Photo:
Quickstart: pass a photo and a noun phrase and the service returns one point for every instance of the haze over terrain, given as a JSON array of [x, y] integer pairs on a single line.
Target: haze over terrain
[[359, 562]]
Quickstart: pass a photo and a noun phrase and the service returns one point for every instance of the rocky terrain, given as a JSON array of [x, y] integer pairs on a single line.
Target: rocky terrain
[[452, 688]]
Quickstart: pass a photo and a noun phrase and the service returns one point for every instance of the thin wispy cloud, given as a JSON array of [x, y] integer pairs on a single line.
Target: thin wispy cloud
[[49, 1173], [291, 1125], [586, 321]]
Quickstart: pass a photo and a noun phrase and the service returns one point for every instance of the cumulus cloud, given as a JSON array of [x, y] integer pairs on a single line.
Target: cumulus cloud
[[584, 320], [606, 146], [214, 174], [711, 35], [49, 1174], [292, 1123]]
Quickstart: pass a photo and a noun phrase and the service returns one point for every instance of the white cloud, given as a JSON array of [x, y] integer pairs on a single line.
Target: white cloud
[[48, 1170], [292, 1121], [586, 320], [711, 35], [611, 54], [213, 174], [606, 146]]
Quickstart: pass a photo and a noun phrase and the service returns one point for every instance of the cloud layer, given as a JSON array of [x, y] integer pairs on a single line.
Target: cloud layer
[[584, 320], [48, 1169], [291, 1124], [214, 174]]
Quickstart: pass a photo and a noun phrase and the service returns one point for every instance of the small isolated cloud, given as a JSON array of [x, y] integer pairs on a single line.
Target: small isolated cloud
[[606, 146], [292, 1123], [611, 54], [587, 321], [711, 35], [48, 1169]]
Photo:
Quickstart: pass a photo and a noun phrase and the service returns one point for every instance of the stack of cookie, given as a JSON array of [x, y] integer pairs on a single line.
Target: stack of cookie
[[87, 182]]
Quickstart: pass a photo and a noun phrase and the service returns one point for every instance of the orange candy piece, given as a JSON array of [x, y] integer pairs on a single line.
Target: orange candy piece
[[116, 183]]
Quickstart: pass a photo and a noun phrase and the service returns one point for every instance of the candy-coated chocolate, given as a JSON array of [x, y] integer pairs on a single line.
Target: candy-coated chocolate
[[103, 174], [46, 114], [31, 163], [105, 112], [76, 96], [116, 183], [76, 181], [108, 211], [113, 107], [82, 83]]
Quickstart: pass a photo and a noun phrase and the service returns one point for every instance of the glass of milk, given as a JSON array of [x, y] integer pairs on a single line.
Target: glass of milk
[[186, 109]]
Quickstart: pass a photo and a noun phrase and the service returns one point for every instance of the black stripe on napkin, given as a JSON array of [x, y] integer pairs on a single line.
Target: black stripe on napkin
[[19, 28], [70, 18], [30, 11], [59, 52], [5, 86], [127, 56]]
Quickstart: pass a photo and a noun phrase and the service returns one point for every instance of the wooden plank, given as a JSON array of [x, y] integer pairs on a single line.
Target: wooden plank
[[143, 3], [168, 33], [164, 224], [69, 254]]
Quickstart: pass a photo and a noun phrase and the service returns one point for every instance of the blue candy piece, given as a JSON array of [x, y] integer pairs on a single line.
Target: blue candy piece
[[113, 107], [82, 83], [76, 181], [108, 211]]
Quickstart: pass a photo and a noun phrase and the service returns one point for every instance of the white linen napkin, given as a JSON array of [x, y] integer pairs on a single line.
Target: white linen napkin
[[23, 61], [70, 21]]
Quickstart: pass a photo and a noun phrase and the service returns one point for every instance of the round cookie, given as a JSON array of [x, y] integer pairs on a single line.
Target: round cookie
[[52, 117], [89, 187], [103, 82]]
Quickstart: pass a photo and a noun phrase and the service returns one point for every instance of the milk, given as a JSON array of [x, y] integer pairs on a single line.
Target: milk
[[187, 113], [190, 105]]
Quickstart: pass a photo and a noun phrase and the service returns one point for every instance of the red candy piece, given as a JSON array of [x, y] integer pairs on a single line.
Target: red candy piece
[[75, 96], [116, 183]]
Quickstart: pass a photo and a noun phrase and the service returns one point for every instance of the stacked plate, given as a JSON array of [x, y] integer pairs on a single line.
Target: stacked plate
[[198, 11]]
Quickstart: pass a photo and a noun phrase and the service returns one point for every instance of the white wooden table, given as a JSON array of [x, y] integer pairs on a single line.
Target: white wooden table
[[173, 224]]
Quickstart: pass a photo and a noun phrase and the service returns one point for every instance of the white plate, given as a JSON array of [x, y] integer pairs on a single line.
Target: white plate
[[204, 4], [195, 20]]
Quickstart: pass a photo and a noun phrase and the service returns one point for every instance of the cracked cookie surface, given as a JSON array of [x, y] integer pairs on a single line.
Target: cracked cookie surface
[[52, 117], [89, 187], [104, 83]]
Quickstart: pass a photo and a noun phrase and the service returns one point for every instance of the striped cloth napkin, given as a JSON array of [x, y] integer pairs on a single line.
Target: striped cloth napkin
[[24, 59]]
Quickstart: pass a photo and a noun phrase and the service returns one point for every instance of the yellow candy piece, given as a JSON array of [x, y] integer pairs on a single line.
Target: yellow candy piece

########################################

Rescale the records starting with the line that contains "the white linen" and going on through the line that contains "[[52, 117], [89, 187], [103, 82]]", and reproduce only those lines. Keep the requests as they are, but multiply every point coordinate in the answers by 1.9 and round each result to a whole number, with halves rounded up.

Quickstart: pass a photo and a noun phrase and the service returns one point for every instance of the white linen napkin, given as a JSON array of [x, y] integer pairs on a single line.
Target: white linen napkin
[[44, 116], [133, 40]]
Quickstart: pass a photo and a noun phrase and the service returns one point for every instance of the round cookie, given as a JSON array of [x, y] integer pairs on a single line.
Target: round cookie
[[99, 222], [169, 355], [196, 156]]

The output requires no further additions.